SOURCE TEXT =>

<<<<

Need for VPC Subnets

  • Different resources are created on cloud - databases, compute (EC2) etc
  • Each type of resource has its own access needs
  • Public Elastic Load Balancers are accessible form internet (public resources)
  • Databases or EC2 instances should NOT be accessible from internet
    • ONLY applications within your network (VPC) should be able to access them (private resources)
  • How do you separate public resources from private resources inside a VPC?

VPC Subnets

  • (Solution) Create different subnets for public and private resources
    • Resources in a public subnet CAN be accessed from the internet
    • Resources in a private subnet CANNOT be accessed from internet
    • BUT resources in public subnet can talk to resources in private subnet
  • Each VPC is created in a Region
  • Each Subnet is created in an Availability Zone

Routing on the internet

  • You have an IP address of a website you want to visit
  • There is no direct connection from your computer to the website
  • Internet is actually a set of routers routing traffic
  • Each router has a set of rules that help it decide the path to the destination ip address
  • In AWS, route tables are used for routing
  • Each route table consists of a set of rules called routes
    • Each route or routing rule has a destination and target
    • What range of addresses should be routed to which target resource?

Public Subnet vs Private Subnet

  • Public Subnet
    • Communication allowed from subnet to internet
    • Communication allowed from internet to subnet
  • Private Subnet
    • Communication NOT allowed from internet to subnet
  • An internet gateway enables internet communication for subnets
  • Any subnet which has a route to an internet gateway is called a public subnet
  • Any subnet which DOES NOT have route to an internet gateway is called a private subnet

Network Address Translation (NAT) Instance and Gateway

  • How do you allow instances in a private subnet to download software updates and security patches while denying inbound traffic from internet?
  • How do you allow instances in a private subnet to connect privately to other AWS Services outside the VPC>
  • Three Options:
    • NAT Gateway: Managed Service
    • NAT Instance: Install a EC2 instance with specific NAT AMI and configure as a gateway
    • Egress-Only Internet Gateways: For IPv6 subnets

Network Access Control List

  • Security groups control traffic to a specific resource in a subnet
  • How about stopping traffic from even entering the subnet?
  • NACL provides stateless firewall at subnet level
  • Each subnet must be associated with a NACL
  • Default NACL allows all inbound and outbound traffic
  • Custom created NACL denies all inbound and outbound traffic by default
  • Rules have a priority number
    • Lower number => Higher Priority

VPC Flow Logs

  • Monitor Network Traffic
  • Troubleshoot connectivity issues (NACL and/or security groups misconfiguration)
  • Capture traffic going in and out of your VPX (network interfaces)
  • Can be created for
    • a VPC
    • a subnet
  • Publish logs to Amazon CloudWatch Logs or Amazon S3
  • Flow Log records contain ACCEPT or REJECT
    • Is traffic permitted by security groups or network ACLs?

>>>>

DATASET EXCERPT =>

<<<<

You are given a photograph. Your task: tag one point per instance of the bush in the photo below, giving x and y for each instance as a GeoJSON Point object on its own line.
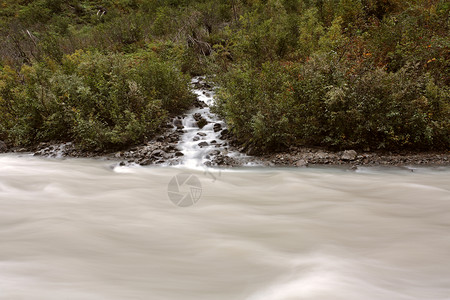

>>>>

EXERCISES TO COMPLETE =>
1. Write out the part of the VPC networking notes above between "Need for VPC" and "inside a VPC?", inclusive.
2. Write what comes next in the VPC networking notes, picking up after their final line.

PER-TASK ANSWERS =>
1.
Need for VPC Subnets

  • Different resources are created on cloud - databases, compute (EC2) etc
  • Each type of resource has its own access needs
  • Public Elastic Load Balancers are accessible form internet (public resources)
  • Databases or EC2 instances should NOT be accessible from internet
    • ONLY applications within your network (VPC) should be able to access them (private resources)
  • How do you separate public resources from private resources inside a VPC?

2.
VPC Peering

  • Connect VPXs belonging to same or different AWS accounts irrespective of the region of the VPCs
  • Allows private communication between the connected VPXs
  • Peering uses a request / accept protocol
    • Owner of requesting VPC sends a request
    • Owner of the peer VPC has one week to accept

VPC - Review

  • VPC: Virtual Network to protect resources and communication from outside world
  • Subnet: Separate resources from public resources
  • Internet Gateway: Allows Public Subnets to connect/accept traffic to/from internt
  • NAT Gateway: Allow internet traffic from private subnets
  • VPC Peering: Connect one VPC with other VPCs
  • VPC Flow Logs: Enable logs to debug problems
  • AWS Direct Connect: Private pipe from AWS to on-premises
  • AWS VPC: Encrypted (IPsec) tunnel over internet to on-premises

Database Fundamentals


Databases Primer

  • Databases provide organized and persistent storage for your data
  • To choose between different database types, we would need to understand
    • Availability
    • Durability
    • RTO
    • RPO
    • Consistency
    • Transactions, etc.
  • Availability
    • Will be able to access my data now and when I need it?
    • Percentage of time an application provides the operations expected of it
  • Durability
    • Will my data be available after 10 or 100 or 1000 years?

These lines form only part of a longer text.